*Exercise details:* Without the pictures, write the listing out again exactly as it appears.

*Given records:*
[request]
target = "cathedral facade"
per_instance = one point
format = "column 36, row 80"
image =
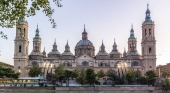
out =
column 84, row 54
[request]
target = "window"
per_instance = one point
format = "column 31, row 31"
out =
column 145, row 33
column 150, row 50
column 149, row 32
column 135, row 63
column 34, row 63
column 19, row 48
column 85, row 63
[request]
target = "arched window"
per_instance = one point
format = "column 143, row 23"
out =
column 85, row 63
column 135, row 63
column 34, row 63
column 19, row 48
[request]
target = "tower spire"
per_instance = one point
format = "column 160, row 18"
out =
column 147, row 5
column 37, row 32
column 84, row 28
column 148, row 17
column 102, row 43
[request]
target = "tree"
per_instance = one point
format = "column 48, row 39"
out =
column 130, row 76
column 34, row 71
column 12, row 11
column 165, row 84
column 151, row 77
column 138, row 74
column 6, row 72
column 52, row 77
column 112, row 74
column 82, row 77
column 90, row 76
column 67, row 75
column 75, row 73
column 59, row 71
column 142, row 80
column 165, row 74
column 101, row 74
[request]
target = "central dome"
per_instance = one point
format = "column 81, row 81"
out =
column 84, row 43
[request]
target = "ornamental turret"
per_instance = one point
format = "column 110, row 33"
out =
column 131, row 38
column 84, row 34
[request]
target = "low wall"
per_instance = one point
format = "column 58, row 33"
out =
column 107, row 90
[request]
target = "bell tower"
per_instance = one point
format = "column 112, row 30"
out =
column 21, row 44
column 131, row 40
column 148, row 42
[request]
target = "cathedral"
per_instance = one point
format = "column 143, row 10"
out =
column 84, row 54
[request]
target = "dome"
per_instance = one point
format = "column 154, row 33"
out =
column 84, row 43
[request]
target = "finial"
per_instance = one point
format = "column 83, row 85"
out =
column 132, row 25
column 147, row 5
column 44, row 49
column 114, row 41
column 84, row 28
column 55, row 41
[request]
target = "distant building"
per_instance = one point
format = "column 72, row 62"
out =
column 7, row 65
column 85, row 52
column 161, row 68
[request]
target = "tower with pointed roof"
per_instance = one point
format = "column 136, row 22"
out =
column 131, row 38
column 148, row 43
column 21, row 47
column 115, row 53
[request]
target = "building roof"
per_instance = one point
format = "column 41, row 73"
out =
column 84, row 43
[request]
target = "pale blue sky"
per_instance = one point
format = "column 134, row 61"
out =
column 104, row 19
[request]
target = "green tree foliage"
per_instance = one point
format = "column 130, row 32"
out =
column 112, row 74
column 67, row 75
column 75, row 73
column 165, row 74
column 101, row 74
column 138, row 74
column 59, row 71
column 6, row 72
column 34, row 71
column 11, row 11
column 130, row 76
column 142, row 80
column 151, row 77
column 52, row 77
column 82, row 77
column 165, row 84
column 90, row 76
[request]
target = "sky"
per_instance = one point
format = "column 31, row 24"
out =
column 104, row 19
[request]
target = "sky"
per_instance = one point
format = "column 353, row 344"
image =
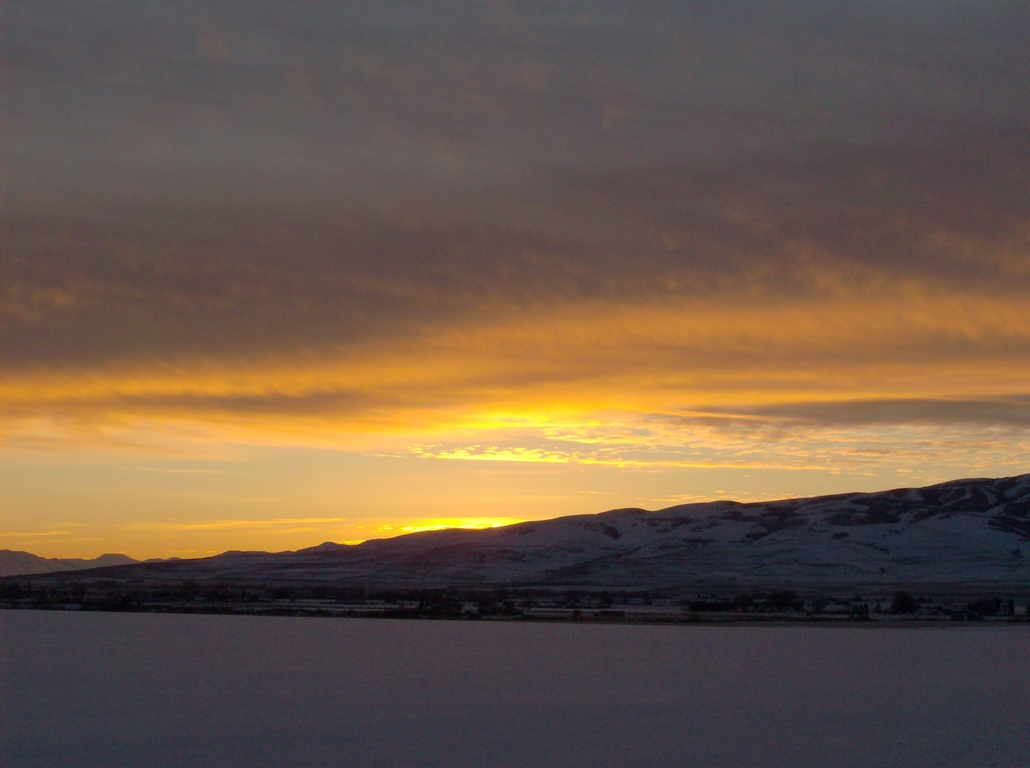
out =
column 278, row 274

*Response to this task:*
[request]
target = "cathedral facade"
per_instance = one point
format = "column 36, row 80"
image =
out =
column 84, row 54
[request]
target = "window"
per_instance = one point
format = "column 31, row 31"
out =
column 145, row 33
column 150, row 50
column 149, row 32
column 135, row 63
column 34, row 63
column 19, row 48
column 85, row 63
[request]
target = "arched window"
per_instance = one point
format = "column 143, row 23"
out =
column 85, row 63
column 135, row 63
column 34, row 63
column 19, row 48
[request]
target = "tower spire"
per_instance = one point
format = "column 160, row 18"
out =
column 147, row 5
column 37, row 32
column 84, row 28
column 148, row 17
column 102, row 43
[request]
target = "tree"
per_instance = one point
format = "column 48, row 39"
out =
column 130, row 76
column 34, row 71
column 12, row 11
column 165, row 84
column 151, row 77
column 138, row 74
column 6, row 72
column 52, row 77
column 112, row 74
column 82, row 77
column 90, row 76
column 67, row 75
column 75, row 73
column 59, row 71
column 142, row 80
column 165, row 74
column 101, row 74
[request]
target = "central dome"
per_instance = one point
format = "column 81, row 81"
out =
column 84, row 43
[request]
target = "ornamental turret"
per_instance = one point
format = "column 110, row 33"
out =
column 131, row 38
column 84, row 34
[request]
target = "low wall"
per_instance = one point
format = "column 58, row 33"
out =
column 107, row 90
[request]
target = "bell tower"
per_instance = one point
format = "column 112, row 30"
out =
column 21, row 44
column 131, row 40
column 148, row 42
[request]
target = "cathedral"
per_instance = one point
format = "column 143, row 10"
out =
column 84, row 54
[request]
target = "dome"
per_instance = one point
format = "column 154, row 33"
out =
column 84, row 43
[request]
target = "finial"
per_instance = one point
format = "column 83, row 85"
out =
column 132, row 25
column 147, row 5
column 44, row 49
column 114, row 41
column 84, row 28
column 55, row 41
[request]
target = "distant building"
per_instance = one point
format = "column 72, row 62"
out =
column 7, row 65
column 85, row 52
column 161, row 68
[request]
target = "tower with pointed roof"
per_instance = one point
format = "column 136, row 22"
out =
column 131, row 38
column 148, row 43
column 21, row 47
column 115, row 53
[request]
target = "building roof"
per_instance = one point
format = "column 41, row 73"
out =
column 84, row 43
[request]
target = "pale blue sky"
per_instance = one point
format = "column 134, row 61"
out =
column 104, row 19
[request]
target = "green tree foliage"
per_instance = one point
format = "column 130, row 32"
out =
column 112, row 74
column 67, row 75
column 75, row 73
column 165, row 74
column 101, row 74
column 138, row 74
column 59, row 71
column 6, row 72
column 34, row 71
column 11, row 11
column 130, row 76
column 142, row 80
column 151, row 77
column 52, row 77
column 82, row 77
column 165, row 84
column 90, row 76
[request]
target = "sky"
per_instance = one point
format = "column 31, row 24"
out =
column 104, row 19
[request]
target = "sky"
per_instance = one point
format = "column 353, row 344"
image =
out =
column 278, row 274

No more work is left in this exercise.